Objetivo
No texto sobre os ciclos de governo do PT, qual idade de Lula é citada em relação à viabilidade de um quarto mandato? Responda em uma frase, por favor.

Texto
• • • • •
Danilo Paris:
Interrogantes sobre os ciclos de governo do PT
Este
artigo tem como objetivo traçar hipóteses e cenários para os rumos políticos do
país, considerando tendências que se prolongam para além de 2025. A reflexão
abrange aspectos internacionais e nacionais para analisar se há elementos
indicando um fim de ciclo dos governos do PT ou um início desse processo. Está
em questão se o governo de Frente Ampla pode reverter essas tendências ou se
sinais de esgotamento podem se aprofundar. Também está em debate o tema sobre a
viabilidade de Lula concorrer e governar em um quarto mandato, aos 79 anos, e
após o seu acidente doméstico o tema ganhou ainda mais repercussão.
· Os ciclos políticos
Um ciclo político é caracterizado pela
continuidade no poder dentro de um determinado regime político, sendo moldado
por fatores econômicos, sociais e institucionais, além das percepções da
população e da relação entre as classes sociais. Os projetos políticos possuem
seus próprios ciclos, incluindo gestação, ascensão, declínio e fim. No Brasil,
desde os anos 1990, desenvolveu-se um ciclo político com os governos de FHC,
seguido pelo ciclo dos governos do PT a partir dos anos 2000. Esse ciclo, longe
de ser homogêneo, apresentou momentos distintos de mudança e continuidade. Com
o início do mandato de Lula em 2003, o Brasil se beneficiou da crise do ciclo
anterior, alinhando-se ao fenômeno dos governos "pós-neoliberais" na
América Latina. Apesar de manter políticas macroeconômicas neoliberais,
prometeu inclusão social e distribuição de renda. Após um primeiro mandato com
dificuldades, Lula consolidou o fenômeno que viria a ser chamado de lulismo, em
um contexto econômico favorável e de passivização da luta de classes. A força
do lulismo se estendeu para além do seu próprio mandato, legando a Dilma parte
importante desse fenômeno sui generis.
• • • • •
Trecho de origem
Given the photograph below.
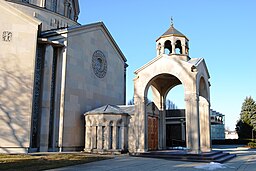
• • • • •
Resposta completa
Lula tem 79 anos.